— İstenen iş 1 —
Atatürk ile doktor arasındaki tartışmayı anlatan metni iki cümleyle özetle.
— İstenen iş 2 —
Atatürk ile doktorun tartışmasını anlatan metni kaldığı yerden sürdür.

Atatürk biraz şaşkınlık, fakat büyük bir sabır ve durgunlukla dinlediği bu
sözlerden sonra, --Merak etmeyin, hepsi düzelecek-- diye doktoru yatıştırmaya
çalıştı.
Atatürk'ün geceki sabrına şaşıyordum doğrusu. Eyüp Peygamber'de bile böyle
sabır yoktu belki. Benim gibi herkeste de aynı şaşkınlık vardı. Atatürk,
doktoru bir kez daha sabır ve durgunluğa çağırdıktan sonra, --Siz böyle
konuşmakta devam ederseniz, ben size muhatap olmamakta mazurum.-- dedi.
Fakat, doktor öylesine doluydu ki, giderek sesinin tonunu yükseltiyor,
sözlerine gem vuramayarak daha tiz perdeden saldırılarını arttırıyordu.

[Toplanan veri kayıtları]

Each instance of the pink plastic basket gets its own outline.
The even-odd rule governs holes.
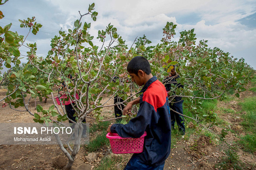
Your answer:
[[[145,132],[139,138],[122,138],[117,133],[108,133],[106,137],[109,139],[114,153],[140,153],[143,151],[144,137],[146,135]]]
[[[62,104],[64,104],[65,105],[68,105],[70,104],[70,101],[69,100],[69,99],[67,101],[64,101],[64,99],[63,100],[62,100],[62,99],[64,99],[64,98],[67,98],[67,95],[66,95],[66,94],[62,95],[61,96],[60,96],[60,100],[62,102]],[[60,105],[60,100],[59,100],[59,98],[58,98],[58,97],[56,97],[54,98],[56,100],[56,102],[57,102],[57,103],[59,105]],[[76,94],[76,99],[78,99],[79,98],[78,94],[77,93]],[[65,103],[64,102],[65,102]]]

— Doğru cevap 1 —
Atatürk, doktorun sözlerini biraz şaşkın ama çok sabırlı ve sakin dinledi, her şeyin düzeleceğini söyleyip onu yatıştırmaya çalıştı ve böyle konuşmayı sürdürürse ona muhatap olmayacağını söyledi. Anlatıcı da orada bulunan herkes gibi Atatürk'ün sabrına şaşırırken doktor kendini tutamayıp sesini giderek yükseltti ve saldırılarını arttırdı.

— Doğru cevap 2 —
--Kabahat hep sizde. Hocadır diye cahilleri başımıza koydunuz ! --
Sofrada bir bomba etkisi yapan bu konuşma üzerine Atatürk, --Memlekette
Maarif Vekili yok mu?..-- --Var ya, Esat Hoca mükemmeldir-- deyince Reşit Galip,
--Hayır-- anlamında başını sallayarak, --Çok iyi ama çok da ihtiyar. Artık ondan
geçmiştir: Bu memleketin Maarif Vekili o adam değildir. Bu memlekete daha
dinç bir Vekil gerektir.-- dedi.
Bunun üzerine Atatürk'le Reşit Galip arasında şu tartışma geçti: --Yahu
nasıl olur? Bu adam beni okutmuştur. Kültürü yerinde, ilme vukufu vardır.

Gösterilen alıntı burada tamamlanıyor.